→ SET OF TASKS
(a) Answer these about the web monetization thread:
(i) What monthly price does it give for Coil?
(ii) Through which protocol does Coil send payments?
(iii) At which group is Web Monetization being proposed as a W3C standard?
(b) Please extract the stretch of the web monetization thread from "Innovating on Web" through "[https://github.com/coilhq](https://github.com/coilhq)", copying it without changes.

→ TEXT BLOCK
Innovating on Web Monetization: Coil and Firefox Reality - stareatgoats
https://hacks.mozilla.org/2020/03/web-monetization-coil-and-firefox-reality/
======
westurner
Coil: $5/mo, Content creators get a proportional cut of that amount according
to what is browsed with the browser extension enabled or the Puma browser, and
Private: No Tracking

> _Coil sends payments via the Interledger Protocol, which allows any currency
> to be used for sending and receiving._

[https://github.com/coilhq](https://github.com/coilhq)

It looks like the Web Monetization API is not yet listed on the Website
Monetization Wikipedia page:
[https://en.wikipedia.org/wiki/Website_monetization](https://en.wikipedia.org/wiki/Website_monetization)

Quoting from earlier this week:

> _Web Monetization API (ILP: Interledger Protocol)_

>> _A JavaScript browser API which allows the creation of a payment stream
from the user agent to the website._

>> _Web Monetization is being proposed as a #W3C standard at the Web Platform
Incubator Community Group._

> _[https://webmonetization.org/](https://webmonetization.org/) _

> _Interledger: Web Monetization API[https://interledger.org/rfcs/0028-web-
> monetization/](https://interledger.org/rfcs/0028-web-monetization/) _

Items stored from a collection
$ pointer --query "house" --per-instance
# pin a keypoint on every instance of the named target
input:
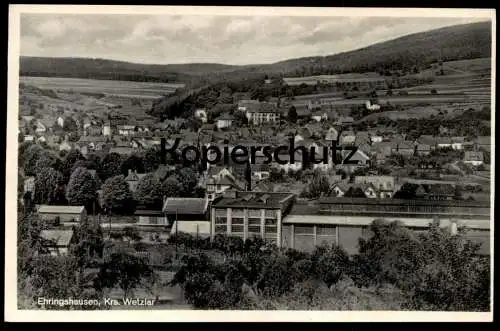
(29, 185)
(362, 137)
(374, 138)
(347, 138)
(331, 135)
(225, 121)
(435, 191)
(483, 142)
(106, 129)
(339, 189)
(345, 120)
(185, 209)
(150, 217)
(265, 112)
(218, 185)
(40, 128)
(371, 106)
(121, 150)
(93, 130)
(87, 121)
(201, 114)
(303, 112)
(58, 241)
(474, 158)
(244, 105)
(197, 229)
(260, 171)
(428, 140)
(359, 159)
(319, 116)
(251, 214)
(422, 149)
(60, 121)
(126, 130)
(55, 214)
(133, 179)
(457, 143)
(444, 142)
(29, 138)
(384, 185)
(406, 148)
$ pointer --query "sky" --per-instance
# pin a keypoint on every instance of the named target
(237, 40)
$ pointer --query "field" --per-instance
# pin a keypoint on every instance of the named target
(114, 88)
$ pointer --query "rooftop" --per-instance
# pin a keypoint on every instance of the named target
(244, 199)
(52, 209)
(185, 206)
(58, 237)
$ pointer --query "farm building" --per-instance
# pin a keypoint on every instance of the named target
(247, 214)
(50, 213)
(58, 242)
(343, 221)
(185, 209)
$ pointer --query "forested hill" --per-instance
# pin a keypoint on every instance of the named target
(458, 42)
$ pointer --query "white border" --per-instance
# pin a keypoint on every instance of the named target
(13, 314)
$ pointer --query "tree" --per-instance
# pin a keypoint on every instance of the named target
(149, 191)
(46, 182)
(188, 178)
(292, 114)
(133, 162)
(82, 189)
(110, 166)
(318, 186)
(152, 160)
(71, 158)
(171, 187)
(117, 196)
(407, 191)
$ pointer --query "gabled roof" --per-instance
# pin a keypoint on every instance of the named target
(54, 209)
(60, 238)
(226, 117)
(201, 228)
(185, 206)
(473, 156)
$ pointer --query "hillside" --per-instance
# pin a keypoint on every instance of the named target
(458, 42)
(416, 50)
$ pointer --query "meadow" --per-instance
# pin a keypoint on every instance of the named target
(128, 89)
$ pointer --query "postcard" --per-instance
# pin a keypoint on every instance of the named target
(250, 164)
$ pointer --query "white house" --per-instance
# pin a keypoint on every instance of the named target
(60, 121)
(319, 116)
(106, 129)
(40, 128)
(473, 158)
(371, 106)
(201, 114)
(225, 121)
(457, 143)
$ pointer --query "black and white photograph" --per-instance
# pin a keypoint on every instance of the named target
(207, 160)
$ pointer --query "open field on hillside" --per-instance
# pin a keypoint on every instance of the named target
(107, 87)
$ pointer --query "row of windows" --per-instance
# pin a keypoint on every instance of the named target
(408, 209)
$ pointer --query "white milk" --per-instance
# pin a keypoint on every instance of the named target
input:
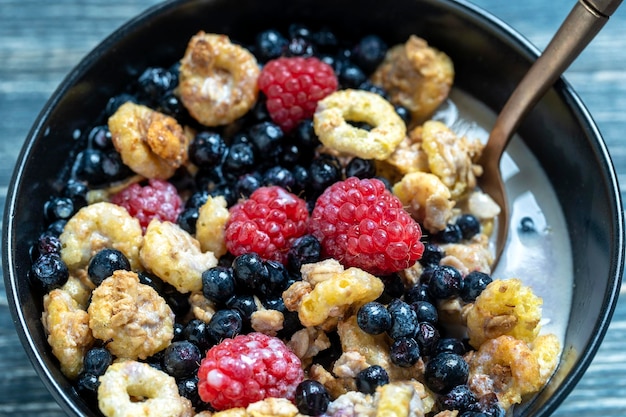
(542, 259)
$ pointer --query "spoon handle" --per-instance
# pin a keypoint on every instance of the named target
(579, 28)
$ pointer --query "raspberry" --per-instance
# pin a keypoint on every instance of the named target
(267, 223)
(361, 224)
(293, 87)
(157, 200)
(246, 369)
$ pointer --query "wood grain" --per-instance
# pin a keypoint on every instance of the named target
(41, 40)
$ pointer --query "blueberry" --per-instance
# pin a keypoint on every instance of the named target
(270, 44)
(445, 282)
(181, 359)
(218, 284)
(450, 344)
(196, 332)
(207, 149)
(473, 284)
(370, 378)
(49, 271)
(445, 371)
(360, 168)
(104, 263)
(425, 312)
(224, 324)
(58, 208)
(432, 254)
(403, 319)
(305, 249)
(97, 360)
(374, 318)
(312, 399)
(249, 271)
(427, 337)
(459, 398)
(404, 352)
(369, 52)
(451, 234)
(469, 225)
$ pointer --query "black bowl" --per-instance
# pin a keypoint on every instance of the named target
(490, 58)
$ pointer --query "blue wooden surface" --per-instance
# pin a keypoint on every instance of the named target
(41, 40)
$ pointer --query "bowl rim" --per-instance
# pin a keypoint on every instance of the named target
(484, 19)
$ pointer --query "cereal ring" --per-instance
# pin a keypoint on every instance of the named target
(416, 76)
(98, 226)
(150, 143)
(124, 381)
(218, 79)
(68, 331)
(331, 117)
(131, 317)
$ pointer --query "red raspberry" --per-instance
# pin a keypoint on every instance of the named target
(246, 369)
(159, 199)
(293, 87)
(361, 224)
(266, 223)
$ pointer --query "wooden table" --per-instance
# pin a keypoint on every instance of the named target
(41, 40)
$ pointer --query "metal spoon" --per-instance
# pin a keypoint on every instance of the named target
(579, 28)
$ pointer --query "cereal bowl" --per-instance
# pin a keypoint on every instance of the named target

→ RESPONSES BY TASK
(a)
(i) $5 a month
(ii) The Interledger Protocol
(iii) The Web Platform Incubator Community Group

(b)
Innovating on Web Monetization: Coil and Firefox Reality - stareatgoats
https://hacks.mozilla.org/2020/03/web-monetization-coil-and-firefox-reality/
======
westurner
Coil: $5/mo, Content creators get a proportional cut of that amount according
to what is browsed with the browser extension enabled or the Puma browser, and
Private: No Tracking

> _Coil sends payments via the Interledger Protocol, which allows any currency
> to be used for sending and receiving._

[https://github.com/coilhq](https://github.com/coilhq)